[Begin Records for processing]

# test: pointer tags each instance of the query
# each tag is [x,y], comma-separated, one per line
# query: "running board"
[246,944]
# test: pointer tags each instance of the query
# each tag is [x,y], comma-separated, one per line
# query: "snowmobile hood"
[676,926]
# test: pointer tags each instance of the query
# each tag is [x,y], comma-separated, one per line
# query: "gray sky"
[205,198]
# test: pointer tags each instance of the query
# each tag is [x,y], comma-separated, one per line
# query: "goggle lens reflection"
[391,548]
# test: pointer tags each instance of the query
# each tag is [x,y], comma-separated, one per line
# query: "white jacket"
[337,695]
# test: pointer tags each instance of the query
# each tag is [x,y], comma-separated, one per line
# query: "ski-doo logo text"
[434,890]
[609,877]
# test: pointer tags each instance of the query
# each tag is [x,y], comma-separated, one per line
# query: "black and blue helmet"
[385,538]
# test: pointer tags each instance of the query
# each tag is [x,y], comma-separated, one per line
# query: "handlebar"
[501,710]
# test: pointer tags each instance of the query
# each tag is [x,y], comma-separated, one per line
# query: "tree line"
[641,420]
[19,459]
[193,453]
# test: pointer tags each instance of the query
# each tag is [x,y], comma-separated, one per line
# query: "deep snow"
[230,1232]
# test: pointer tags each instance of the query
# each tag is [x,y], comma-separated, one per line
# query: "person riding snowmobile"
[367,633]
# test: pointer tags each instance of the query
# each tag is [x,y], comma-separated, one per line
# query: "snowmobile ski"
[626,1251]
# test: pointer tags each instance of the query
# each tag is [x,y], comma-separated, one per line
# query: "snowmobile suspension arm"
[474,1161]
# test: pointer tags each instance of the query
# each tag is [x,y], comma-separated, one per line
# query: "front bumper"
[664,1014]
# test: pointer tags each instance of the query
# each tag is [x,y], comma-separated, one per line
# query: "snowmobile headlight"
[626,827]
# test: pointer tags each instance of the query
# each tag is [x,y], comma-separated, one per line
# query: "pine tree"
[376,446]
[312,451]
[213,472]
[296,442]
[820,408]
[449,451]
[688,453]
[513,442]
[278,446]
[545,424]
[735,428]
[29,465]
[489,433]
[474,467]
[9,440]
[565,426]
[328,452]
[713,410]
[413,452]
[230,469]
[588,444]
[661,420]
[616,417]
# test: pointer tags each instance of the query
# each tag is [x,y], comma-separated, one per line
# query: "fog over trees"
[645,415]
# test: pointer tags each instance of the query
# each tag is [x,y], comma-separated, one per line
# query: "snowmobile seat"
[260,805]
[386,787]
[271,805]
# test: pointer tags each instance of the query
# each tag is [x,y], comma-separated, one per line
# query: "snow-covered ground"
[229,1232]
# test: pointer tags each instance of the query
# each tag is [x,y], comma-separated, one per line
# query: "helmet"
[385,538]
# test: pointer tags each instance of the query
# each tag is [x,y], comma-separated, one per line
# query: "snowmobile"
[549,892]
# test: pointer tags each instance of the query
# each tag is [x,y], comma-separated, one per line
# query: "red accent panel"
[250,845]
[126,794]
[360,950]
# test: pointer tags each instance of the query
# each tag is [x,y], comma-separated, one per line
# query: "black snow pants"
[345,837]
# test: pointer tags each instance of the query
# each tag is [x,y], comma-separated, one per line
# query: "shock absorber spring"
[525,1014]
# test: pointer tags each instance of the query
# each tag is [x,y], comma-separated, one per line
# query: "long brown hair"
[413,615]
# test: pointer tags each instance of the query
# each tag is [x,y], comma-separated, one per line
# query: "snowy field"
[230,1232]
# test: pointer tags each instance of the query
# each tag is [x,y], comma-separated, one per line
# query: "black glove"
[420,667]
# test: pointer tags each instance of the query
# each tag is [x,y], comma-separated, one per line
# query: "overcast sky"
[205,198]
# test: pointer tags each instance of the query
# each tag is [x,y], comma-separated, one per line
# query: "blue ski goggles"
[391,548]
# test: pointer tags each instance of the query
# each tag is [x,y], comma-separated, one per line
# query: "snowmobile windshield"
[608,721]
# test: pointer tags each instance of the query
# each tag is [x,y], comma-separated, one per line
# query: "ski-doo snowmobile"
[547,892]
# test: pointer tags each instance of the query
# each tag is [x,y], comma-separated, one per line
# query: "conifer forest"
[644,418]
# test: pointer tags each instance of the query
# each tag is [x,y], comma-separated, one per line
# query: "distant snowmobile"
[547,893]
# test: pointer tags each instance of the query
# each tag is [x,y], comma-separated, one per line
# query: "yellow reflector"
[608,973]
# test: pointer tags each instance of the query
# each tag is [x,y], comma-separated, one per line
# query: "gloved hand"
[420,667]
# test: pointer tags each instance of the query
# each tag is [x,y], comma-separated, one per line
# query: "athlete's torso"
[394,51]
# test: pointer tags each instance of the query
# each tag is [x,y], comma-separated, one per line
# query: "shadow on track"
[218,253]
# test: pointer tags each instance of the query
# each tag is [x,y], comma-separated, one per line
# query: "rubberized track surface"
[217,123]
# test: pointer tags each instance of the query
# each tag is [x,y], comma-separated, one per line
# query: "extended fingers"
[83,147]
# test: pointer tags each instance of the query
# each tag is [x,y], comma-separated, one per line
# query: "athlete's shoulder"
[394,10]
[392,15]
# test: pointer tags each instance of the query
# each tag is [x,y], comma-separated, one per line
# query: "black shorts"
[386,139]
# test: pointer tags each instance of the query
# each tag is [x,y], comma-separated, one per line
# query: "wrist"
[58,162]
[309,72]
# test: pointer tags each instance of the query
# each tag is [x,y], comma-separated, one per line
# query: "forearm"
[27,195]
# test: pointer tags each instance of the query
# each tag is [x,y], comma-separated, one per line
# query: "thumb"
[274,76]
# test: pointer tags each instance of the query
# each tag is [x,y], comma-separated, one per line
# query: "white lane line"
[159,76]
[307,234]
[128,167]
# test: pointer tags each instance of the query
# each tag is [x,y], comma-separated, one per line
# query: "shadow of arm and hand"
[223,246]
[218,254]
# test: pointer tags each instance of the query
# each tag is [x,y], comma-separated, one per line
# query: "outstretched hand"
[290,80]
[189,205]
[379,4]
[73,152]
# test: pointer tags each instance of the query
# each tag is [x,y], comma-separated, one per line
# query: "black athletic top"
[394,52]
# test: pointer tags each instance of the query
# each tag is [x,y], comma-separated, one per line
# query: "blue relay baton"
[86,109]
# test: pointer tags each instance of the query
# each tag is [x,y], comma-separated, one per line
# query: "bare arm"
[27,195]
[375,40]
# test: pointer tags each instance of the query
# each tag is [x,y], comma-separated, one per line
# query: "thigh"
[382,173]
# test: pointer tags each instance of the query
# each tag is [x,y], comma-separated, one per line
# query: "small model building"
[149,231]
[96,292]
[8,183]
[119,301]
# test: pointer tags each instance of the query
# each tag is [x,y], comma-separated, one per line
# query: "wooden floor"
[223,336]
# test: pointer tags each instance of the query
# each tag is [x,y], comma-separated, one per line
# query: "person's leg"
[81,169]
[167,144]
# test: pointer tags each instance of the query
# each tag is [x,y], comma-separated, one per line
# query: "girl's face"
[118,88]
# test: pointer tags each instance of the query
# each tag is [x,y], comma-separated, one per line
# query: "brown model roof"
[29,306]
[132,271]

[End Records for processing]
[Begin Records for processing]

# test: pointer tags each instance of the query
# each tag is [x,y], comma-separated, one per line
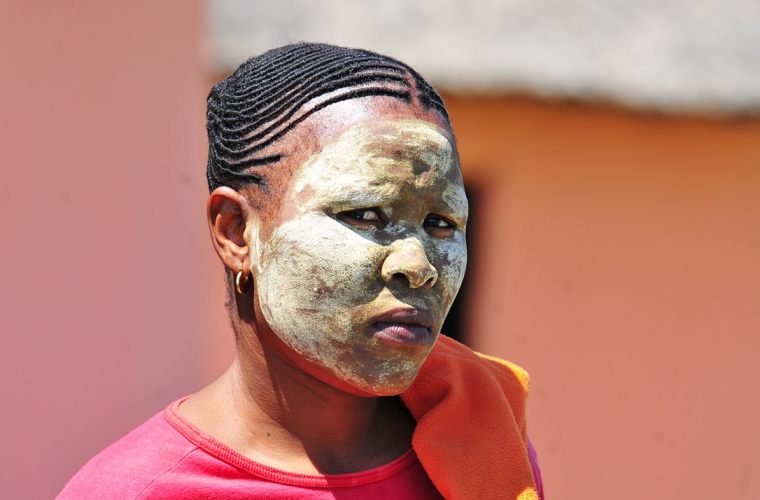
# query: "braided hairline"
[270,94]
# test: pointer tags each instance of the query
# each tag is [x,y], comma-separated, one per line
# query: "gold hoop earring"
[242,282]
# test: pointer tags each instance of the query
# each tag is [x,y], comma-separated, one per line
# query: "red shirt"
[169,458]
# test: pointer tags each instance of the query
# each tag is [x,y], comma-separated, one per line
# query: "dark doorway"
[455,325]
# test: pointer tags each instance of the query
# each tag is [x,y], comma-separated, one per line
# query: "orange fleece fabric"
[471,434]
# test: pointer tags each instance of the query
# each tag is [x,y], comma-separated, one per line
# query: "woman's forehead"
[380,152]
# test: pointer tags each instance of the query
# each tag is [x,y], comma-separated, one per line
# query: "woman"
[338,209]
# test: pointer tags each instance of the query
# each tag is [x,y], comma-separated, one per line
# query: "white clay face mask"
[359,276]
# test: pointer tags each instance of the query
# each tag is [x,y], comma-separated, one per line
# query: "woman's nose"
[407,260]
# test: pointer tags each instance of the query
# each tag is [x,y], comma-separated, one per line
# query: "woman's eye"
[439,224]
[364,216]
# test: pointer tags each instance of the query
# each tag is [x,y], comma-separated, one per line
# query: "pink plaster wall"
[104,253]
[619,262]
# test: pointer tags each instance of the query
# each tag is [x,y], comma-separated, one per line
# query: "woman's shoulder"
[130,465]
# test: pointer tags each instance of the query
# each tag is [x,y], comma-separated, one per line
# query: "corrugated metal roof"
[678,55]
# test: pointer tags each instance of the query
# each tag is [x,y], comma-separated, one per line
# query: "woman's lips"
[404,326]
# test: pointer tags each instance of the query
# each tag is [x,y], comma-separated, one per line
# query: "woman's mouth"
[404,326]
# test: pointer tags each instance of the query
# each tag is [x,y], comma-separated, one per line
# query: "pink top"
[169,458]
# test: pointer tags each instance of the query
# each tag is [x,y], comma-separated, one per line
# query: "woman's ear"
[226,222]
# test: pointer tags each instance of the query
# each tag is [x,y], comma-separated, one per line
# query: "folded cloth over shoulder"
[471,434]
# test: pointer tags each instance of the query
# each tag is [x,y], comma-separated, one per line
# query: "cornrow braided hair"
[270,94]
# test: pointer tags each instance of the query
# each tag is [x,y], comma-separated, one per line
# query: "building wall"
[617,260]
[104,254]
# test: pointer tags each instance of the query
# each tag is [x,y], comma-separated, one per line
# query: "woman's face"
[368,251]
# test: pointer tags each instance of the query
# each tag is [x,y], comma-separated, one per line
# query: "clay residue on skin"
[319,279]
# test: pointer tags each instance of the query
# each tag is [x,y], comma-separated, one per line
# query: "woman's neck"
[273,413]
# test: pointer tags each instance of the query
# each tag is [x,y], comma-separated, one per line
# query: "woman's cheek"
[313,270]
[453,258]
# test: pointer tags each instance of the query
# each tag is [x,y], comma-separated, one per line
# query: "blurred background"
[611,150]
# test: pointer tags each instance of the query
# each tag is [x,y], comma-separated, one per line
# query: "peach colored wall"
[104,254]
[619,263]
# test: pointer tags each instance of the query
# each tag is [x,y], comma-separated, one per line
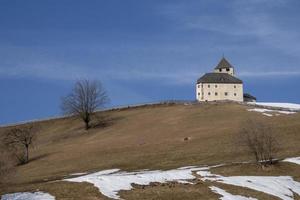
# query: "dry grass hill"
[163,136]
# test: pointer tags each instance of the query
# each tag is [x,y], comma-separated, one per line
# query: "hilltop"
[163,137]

[End Records for processing]
[Begin Records for processing]

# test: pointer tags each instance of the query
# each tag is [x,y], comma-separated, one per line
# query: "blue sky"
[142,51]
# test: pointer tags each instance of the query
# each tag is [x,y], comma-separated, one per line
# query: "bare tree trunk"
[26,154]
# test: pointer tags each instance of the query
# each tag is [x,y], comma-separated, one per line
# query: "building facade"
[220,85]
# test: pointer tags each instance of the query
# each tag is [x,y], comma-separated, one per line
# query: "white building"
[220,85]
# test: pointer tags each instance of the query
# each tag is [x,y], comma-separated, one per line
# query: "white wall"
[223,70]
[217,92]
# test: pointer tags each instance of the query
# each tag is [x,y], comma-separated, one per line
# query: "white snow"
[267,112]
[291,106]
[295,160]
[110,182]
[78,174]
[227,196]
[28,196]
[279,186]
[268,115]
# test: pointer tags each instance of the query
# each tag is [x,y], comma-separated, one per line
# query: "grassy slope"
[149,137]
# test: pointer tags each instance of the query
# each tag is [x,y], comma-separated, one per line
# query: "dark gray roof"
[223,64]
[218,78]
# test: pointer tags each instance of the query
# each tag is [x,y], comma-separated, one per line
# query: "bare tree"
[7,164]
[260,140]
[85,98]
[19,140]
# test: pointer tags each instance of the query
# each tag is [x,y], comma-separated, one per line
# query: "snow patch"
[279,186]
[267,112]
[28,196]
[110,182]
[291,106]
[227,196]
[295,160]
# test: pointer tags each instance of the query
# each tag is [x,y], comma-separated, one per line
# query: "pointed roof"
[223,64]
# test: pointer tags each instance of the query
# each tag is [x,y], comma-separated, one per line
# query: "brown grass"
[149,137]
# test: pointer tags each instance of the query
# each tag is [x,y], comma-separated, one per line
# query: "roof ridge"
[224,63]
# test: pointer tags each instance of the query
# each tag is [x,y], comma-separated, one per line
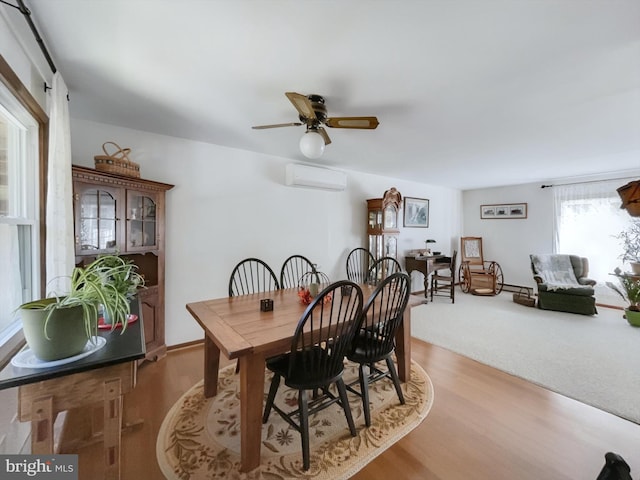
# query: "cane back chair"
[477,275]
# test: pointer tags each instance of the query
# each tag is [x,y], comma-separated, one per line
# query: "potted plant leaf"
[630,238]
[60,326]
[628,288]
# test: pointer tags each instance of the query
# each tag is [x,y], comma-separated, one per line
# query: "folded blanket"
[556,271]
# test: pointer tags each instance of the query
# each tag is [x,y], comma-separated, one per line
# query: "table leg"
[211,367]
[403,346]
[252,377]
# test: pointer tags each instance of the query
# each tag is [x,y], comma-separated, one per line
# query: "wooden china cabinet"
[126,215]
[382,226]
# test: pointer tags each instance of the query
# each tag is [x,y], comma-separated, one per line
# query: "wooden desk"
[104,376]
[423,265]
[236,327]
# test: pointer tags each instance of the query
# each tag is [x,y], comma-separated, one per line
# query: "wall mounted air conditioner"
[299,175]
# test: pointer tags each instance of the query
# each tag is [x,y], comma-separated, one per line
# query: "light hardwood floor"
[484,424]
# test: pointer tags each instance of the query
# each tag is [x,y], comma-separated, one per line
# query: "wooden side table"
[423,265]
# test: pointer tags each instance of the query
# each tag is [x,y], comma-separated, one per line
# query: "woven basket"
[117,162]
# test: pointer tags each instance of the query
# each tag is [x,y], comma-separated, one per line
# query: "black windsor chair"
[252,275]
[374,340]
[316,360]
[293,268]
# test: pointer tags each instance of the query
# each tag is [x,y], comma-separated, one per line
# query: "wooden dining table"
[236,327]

[End Records for processing]

Tally how many lines in the records above contain the word "model", and reply with that number only.

* Finished exercise
2